-- Begin Page text --
By Clemente Lisi – NEW YORK, NY (Feb 12, 2018) US Soccer Players – Establishing soccer in New York City isn’t just an MLS problem. For all the communities and clubs, producing a dominant team has never been easy. Consider how much the New York Cosmos had to spend for their brief run of relevance in the 1970s. It’s an old story, with lots of teams trying to bring championships to New York. One of those was Brookhattan. Based in New York City, the club was founded in 1933 and played in the American Soccer League.
After the original ASL’s collapse in 1933 following the onset of the Great Depression four years earlier, Brookhattan and the New York Americans helped in the formation of a new ASL. Before the start of the 1938-39 season, the team dropped “New York” from its name and simply became known as Brookhattan.
Throughout the 1940s, Brookhattan was one of the most-successful clubs in the country. The team won the Lewis Cup, awarded to the winners of the ASL’s league cup, in 1942 and 1945. Brookhattan captured the treble after also winning the ASL title and National Challenge Cup, the precursor to the US Open Cup, in 1945. Brookhattan featured many star players of the time, including George Barr, Jack Hynes, and Teddy Glover. All three men would later be inducted into the National Soccer Hall of Fame.
The 1945 season marked the pinnacle of Brookhattan’s success. While the ASL struggled as players went off to fight in World War II, Brookhattan rose above the rest thanks to MVP Steve Rozbora. They won the league title, edging out the Philadelphia Americans by just two points in the standings. Brookhattan also won the Lewis Cup and the National Challenge Cup that year. On the road to the Challenge Cup final, Brookhattan defeated the New York Americans in the first round, Kearney Irish in the round of 16, Baltimore Americans in the quarterfinals, and Brooklyn Hispano 5-4 in overtime in a riveting semifinal. In the two-leg series to decide the trophy, Brookhattan beat the Cleveland Americans 4-1 on June 10 at home and 2-1 on the road.
“The main thing that it did have going for it was longevity. Not many ASL teams lasted a quarter-century… Brookhattan was important to the ASL in the sense that it was always there, year after year, but it didn't really win very much outside of that one great year,” said soccer historian Roger Allaway.
-- End Page text --
-- Begin Record extracts --
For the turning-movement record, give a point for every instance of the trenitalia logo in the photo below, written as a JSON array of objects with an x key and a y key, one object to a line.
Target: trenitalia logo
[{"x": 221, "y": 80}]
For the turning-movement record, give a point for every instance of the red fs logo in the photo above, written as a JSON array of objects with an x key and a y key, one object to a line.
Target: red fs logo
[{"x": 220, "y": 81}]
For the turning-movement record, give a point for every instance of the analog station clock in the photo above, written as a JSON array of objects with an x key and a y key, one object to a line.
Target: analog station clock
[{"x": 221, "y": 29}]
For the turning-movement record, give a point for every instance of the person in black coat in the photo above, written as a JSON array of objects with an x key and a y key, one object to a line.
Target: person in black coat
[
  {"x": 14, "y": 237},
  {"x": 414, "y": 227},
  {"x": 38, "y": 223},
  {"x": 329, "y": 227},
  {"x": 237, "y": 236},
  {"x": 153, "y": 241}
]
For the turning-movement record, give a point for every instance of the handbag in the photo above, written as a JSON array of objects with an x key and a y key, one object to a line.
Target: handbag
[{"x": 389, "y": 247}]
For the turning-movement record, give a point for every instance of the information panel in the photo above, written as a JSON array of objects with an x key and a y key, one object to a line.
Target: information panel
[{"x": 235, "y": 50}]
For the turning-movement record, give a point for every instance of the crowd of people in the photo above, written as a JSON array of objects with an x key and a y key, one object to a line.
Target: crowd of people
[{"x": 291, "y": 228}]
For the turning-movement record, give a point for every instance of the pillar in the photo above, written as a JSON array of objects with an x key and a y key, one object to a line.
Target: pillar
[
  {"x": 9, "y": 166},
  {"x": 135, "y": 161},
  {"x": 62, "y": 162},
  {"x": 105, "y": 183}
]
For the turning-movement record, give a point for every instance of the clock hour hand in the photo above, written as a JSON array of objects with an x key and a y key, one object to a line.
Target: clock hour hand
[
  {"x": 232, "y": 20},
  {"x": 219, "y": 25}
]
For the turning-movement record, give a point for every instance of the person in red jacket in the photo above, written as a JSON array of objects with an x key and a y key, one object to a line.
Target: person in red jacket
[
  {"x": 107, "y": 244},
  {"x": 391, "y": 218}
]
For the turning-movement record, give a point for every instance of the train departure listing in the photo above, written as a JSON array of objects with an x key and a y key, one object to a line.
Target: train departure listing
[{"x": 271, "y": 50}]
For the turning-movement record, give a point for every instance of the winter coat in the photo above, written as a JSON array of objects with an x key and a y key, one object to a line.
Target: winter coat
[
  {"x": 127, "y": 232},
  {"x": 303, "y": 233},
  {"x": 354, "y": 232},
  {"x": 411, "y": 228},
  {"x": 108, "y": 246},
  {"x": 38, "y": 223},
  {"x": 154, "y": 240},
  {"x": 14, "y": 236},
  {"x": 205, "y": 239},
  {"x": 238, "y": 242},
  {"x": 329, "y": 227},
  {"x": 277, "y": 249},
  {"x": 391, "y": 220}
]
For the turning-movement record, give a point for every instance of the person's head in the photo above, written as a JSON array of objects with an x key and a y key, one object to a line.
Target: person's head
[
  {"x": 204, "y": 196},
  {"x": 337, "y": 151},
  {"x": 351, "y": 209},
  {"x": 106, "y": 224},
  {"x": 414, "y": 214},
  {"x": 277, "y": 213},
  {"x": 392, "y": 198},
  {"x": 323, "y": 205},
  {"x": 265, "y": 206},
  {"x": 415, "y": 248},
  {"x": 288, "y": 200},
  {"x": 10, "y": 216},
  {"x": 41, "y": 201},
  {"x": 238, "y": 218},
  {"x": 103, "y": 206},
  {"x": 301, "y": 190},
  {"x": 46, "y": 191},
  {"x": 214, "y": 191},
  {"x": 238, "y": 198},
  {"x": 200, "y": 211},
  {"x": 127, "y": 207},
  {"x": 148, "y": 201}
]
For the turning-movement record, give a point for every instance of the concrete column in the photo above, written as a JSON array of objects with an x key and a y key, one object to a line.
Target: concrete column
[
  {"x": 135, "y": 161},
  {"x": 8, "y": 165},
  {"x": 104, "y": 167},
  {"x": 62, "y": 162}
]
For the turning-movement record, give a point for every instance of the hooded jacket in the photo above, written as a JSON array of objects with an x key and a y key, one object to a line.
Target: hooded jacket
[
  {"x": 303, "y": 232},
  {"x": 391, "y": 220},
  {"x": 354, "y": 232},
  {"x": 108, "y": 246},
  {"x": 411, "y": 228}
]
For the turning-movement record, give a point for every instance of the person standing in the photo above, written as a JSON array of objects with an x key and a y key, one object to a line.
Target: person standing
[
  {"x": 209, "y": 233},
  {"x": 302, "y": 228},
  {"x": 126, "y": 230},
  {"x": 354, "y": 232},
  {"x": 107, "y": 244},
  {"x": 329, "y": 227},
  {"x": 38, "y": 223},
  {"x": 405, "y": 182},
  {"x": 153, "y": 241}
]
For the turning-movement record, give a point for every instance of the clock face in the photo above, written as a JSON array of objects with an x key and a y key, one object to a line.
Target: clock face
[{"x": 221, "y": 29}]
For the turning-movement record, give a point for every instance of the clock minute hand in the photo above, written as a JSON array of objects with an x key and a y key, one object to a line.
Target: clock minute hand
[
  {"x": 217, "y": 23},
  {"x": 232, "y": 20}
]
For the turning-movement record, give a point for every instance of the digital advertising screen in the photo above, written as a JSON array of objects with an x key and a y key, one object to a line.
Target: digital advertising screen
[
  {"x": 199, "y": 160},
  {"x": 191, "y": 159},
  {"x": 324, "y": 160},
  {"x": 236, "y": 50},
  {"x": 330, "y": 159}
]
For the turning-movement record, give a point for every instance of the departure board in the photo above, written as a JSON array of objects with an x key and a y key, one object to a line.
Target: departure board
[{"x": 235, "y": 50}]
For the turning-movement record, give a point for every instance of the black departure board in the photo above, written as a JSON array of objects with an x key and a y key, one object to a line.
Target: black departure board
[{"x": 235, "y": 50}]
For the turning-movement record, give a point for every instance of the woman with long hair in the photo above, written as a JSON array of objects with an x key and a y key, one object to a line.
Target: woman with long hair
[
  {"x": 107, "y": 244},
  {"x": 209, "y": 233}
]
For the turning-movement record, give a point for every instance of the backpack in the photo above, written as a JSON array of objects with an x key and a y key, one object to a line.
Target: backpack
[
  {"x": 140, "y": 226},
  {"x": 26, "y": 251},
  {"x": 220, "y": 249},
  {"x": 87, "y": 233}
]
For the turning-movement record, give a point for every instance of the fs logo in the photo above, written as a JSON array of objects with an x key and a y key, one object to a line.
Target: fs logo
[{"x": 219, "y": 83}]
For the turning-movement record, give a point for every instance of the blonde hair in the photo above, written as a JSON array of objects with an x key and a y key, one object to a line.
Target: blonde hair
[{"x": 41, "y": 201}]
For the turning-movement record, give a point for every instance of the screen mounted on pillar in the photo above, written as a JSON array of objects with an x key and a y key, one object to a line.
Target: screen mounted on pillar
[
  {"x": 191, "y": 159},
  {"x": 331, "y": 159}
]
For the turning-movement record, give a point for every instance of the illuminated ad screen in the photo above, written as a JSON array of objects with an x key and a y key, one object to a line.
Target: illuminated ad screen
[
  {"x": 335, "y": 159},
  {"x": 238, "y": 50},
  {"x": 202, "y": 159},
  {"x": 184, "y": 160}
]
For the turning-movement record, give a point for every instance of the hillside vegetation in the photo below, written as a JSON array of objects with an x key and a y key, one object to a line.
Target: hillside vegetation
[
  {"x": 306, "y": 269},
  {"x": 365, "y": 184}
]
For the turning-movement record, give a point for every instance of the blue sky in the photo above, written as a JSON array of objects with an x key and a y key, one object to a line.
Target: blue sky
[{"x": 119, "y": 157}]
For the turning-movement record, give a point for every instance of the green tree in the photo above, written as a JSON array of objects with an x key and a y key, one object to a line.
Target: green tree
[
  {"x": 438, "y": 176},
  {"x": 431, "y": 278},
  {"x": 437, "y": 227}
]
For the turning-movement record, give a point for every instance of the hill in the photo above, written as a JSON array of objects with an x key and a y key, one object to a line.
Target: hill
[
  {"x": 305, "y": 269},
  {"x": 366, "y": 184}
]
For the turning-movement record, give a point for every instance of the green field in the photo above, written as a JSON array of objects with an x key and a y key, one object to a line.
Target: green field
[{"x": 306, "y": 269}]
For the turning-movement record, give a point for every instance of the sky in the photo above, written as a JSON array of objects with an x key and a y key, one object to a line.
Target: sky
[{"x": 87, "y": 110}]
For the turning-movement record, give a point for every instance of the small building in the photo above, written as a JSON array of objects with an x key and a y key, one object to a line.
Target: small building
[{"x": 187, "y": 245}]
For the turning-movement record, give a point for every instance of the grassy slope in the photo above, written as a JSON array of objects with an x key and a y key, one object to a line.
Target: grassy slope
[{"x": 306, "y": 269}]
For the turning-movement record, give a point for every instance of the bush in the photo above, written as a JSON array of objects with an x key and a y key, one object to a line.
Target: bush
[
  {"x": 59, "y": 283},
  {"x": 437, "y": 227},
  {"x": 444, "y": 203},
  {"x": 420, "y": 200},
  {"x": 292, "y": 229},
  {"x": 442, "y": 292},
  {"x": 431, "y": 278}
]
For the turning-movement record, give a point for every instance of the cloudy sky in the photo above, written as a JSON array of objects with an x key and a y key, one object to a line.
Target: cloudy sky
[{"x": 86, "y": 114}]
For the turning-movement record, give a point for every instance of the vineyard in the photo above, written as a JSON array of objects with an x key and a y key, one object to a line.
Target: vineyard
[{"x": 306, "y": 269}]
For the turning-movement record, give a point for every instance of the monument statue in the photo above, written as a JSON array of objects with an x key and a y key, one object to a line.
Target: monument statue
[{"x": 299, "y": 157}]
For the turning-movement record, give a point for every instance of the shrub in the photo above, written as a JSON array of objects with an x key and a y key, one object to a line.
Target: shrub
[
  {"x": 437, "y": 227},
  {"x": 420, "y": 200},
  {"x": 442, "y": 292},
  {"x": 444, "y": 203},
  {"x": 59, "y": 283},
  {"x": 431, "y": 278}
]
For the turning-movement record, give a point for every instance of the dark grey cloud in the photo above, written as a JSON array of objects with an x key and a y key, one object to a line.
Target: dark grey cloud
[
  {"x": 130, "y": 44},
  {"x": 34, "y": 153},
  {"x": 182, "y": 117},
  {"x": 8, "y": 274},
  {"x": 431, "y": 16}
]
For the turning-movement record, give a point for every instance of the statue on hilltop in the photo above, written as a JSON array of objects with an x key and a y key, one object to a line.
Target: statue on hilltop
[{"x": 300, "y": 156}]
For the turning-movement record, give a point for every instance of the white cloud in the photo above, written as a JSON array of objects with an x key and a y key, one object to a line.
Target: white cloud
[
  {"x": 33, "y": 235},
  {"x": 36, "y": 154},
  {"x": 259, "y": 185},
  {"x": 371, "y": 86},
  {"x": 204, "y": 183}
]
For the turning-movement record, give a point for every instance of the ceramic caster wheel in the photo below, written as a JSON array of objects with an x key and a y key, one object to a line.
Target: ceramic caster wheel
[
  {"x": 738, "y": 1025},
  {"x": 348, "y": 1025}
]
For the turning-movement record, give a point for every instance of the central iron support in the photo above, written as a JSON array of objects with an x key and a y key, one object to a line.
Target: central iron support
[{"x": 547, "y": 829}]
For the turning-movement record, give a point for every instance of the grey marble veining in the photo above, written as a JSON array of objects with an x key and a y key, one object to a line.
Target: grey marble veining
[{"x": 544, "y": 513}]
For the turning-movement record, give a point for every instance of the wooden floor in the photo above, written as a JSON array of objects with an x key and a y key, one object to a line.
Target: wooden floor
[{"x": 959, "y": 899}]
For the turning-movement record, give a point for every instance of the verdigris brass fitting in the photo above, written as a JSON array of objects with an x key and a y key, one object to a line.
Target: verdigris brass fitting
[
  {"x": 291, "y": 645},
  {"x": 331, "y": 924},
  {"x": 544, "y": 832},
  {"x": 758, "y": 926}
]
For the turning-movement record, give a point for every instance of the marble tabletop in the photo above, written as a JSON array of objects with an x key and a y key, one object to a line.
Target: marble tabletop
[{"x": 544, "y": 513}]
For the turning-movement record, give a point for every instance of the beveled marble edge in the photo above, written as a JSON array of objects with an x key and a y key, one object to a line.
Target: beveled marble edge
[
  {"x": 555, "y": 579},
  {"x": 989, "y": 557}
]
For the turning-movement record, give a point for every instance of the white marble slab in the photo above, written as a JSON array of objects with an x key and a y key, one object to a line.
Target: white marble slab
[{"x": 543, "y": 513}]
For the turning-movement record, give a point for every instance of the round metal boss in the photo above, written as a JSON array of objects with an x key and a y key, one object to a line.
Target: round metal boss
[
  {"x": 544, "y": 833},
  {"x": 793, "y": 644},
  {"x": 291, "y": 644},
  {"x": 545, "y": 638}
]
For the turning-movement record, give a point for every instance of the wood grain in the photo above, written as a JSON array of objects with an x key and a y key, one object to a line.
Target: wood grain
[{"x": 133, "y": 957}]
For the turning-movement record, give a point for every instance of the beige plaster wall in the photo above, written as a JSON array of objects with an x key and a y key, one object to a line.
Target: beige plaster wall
-- End Record extracts --
#### Aim:
Write the next part of the article on the Brookhattan soccer club, picking up after its last paragraph.

#### The output:
When coffee importer Eugene Diaz, who had owned a team called New York Galicia, purchased the club in 1948, he changed the name to Brookhattan-Galicia. The same year Diaz decided to bankroll the unified club, Brookhattan reached the National Challenge Cup final, coming out of the East bracket, only to lose to Simkins Ford of Missouri 3-2, in the final.
Brookhattan’s legacy is a mixed one. Allaway said there were other teams at the time far more successful. “During the 1930s, 1940s and early 1950s, the ASL was dominated by teams from Philadelphia and Kearny, N.J. There were usually two teams from Brooklyn each year – Hispano and Wanderers – and two from the Bronx – Brookhattan and New York Americans – but they tended to take a back seat to teams from Philadelphia and Kearny,” Allaway said. “In the 1920s, the best ASL teams were from New England. The Fall River Marksmen team that won the same triple in 1930 was a far better team than 1945 Brookhattan.”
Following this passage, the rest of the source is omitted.